Belge Alıntısı:
──────

Hukuki.NET


Yargıtay içtihatları bölümü

Yargıtay Kararı

 


T.C.
YARGITAY
Hukuk Genel Kurulu
E: 1982/15-356
K: 1982/817
T: 6.10.1982
  • İŞ SAHİBİNİN FESİH HAKKI
818/m.106
DAVA VE KARAR : Taraflar arasındaki ( elatmanın önlenmesi ve teslim ) davasının yargılanması sonunda, ( Samsun 1. Asliye Hukuk Hakimliği )'nce müttehaz 4.7.1980 gün ve 1980/383-639 sayılı direnme kararının Yargıtay Hukuk Genel Kurulu'nca 29.1.1982 gün ve 1980/15-2467-62 sayılı kararla bozulması üzerine, davacı vekili tarafından verilen dilekçe ile, bozma ilamının karar düzeltme yolu ile incelenerek düzeltilmesi istenilmiş olduğundan, Hukuk Genel Kurulu'nca dilekçe, düzeltilmesi istenen ilam ve dosyadaki ilgili bütün kağıtlar okunduktan sonra gereği görüşüldü:
Taraflar arasında kurulan 19.12.1972 günlü karma tipli eser sözleşmesi ile davalı yüklenici, davacıya ait arsa üzerine bir bina yaparak, bu yapılan 4 daire ile bir dükkanı davacıya teslim etmeyi, davacı ise, geri kalan bölümlerdeki arsa payını davalı yükleniciye devir ve temlik etmeyi taahhüt etmiştir.
Sözleşmenin 16. maddesine göre 30 ayda ( 19.6.1975 tarihinde ) tamamlanması gereken yapının bu süre içinde bitirilmemesi nedeniyle davacı arsa sahibi, BK. m. 106. hükmüne göre "uygun önel" tayin ve tespiti için mahkemeye başvurmuş; Samsun 1. Asliye Hukuk Mahkemesi yapının tamamlanması için yükleniciye 30.6.1977 gününe kadar önel verilmesine karar vermiştir. Ancak, davacı tarafından yaptırılan tesbit ile işin 7.7.1977 gününde de tamamlanmamış olduğu saptanmış, bunun üzerine davacı 12.7.1977 günlü ihtarnamesi ile sözleşmeyi feshettiğini bildirmiştir.
28.8.1978 tarihli dava dilekçesi ile davacı ( ...dava gününde dahi yapının tamamlanmadığını, ancak davalının fiili durumu sürdürdüğünü... ) ileri sürerek elatmasının ve sataşmasının ( muarazasının ) önlenmesine, taşınmazın mevcut hali ile kendisine teslimine karar verilmesini istemektedir.
Yerel mahkeme; 20.4.1979 günü yerinde yaptığı inceleme ile; "işin bütünü itibariyle % 75'inin, davacıya kalacak daireler bakımından ise, % 85'inin tamamlanmış olduğunu; ancak geri kalan işlerin bitirilmesi için elverişli ve gerekli bir faaliyetin mevcut olmadığını" saptamış ve davalının temerrüde düşmekte kusursuz olduğu yolundaki savunmasını yerinde görmeyerek, davanın kabulüne karar vermiştir.

──────

Kayıt Alıntıları:
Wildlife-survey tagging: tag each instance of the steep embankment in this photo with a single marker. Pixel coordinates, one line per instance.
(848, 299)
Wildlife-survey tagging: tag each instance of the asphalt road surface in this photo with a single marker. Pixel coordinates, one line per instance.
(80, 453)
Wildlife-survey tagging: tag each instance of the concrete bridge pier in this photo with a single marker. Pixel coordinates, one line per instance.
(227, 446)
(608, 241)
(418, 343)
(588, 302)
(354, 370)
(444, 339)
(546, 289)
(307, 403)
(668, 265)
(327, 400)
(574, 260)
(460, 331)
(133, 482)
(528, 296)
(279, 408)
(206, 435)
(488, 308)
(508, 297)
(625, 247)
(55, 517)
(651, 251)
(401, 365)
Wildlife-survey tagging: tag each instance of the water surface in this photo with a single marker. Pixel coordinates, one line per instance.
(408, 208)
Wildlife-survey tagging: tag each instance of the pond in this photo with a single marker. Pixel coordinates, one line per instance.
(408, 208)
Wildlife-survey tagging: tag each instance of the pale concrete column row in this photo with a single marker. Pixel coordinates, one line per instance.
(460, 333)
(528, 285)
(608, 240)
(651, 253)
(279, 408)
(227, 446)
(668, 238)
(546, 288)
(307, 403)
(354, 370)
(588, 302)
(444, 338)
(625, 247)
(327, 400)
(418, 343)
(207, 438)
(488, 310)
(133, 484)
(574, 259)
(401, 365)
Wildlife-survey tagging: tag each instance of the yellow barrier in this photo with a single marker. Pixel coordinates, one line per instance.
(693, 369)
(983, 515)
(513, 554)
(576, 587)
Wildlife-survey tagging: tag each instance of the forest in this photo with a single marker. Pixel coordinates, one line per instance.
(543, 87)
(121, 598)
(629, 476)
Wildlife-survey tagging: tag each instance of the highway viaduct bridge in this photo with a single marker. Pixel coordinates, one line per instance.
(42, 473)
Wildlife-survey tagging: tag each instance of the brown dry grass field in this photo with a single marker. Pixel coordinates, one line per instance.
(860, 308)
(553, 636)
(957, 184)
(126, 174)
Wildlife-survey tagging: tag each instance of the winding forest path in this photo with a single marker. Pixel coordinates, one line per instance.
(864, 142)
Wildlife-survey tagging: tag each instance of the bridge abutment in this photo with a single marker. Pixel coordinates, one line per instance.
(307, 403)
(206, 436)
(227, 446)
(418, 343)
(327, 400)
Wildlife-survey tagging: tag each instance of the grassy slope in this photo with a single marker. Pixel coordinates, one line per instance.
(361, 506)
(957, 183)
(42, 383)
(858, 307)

──────

Görevler ve Alıştırmalar:
**1.** Yargıtay kararından "28.8.1978 tarihli dava" ile "kabulüne karar vermiştir." arasındaki bölümü, her iki ifade de dahil olmak üzere, hiçbir değişiklik yapmadan çıkarınız.
**2.** Yargıtay kararına göre sözleşmenin 16. maddesi uyarınca yapının hangi tarihte tamamlanması gerekiyordu?

Görevlere Göre Cevaplar:
**1.**
28.8.1978 tarihli dava dilekçesi ile davacı ( ...dava gününde dahi yapının tamamlanmadığını, ancak davalının fiili durumu sürdürdüğünü... ) ileri sürerek elatmasının ve sataşmasının ( muarazasının ) önlenmesine, taşınmazın mevcut hali ile kendisine teslimine karar verilmesini istemektedir.
Yerel mahkeme; 20.4.1979 günü yerinde yaptığı inceleme ile; "işin bütünü itibariyle % 75'inin, davacıya kalacak daireler bakımından ise, % 85'inin tamamlanmış olduğunu; ancak geri kalan işlerin bitirilmesi için elverişli ve gerekli bir faaliyetin mevcut olmadığını" saptamış ve davalının temerrüde düşmekte kusursuz olduğu yolundaki savunmasını yerinde görmeyerek, davanın kabulüne karar vermiştir.

**2.** 19.6.1975 tarihinde, yani 30 ay içinde.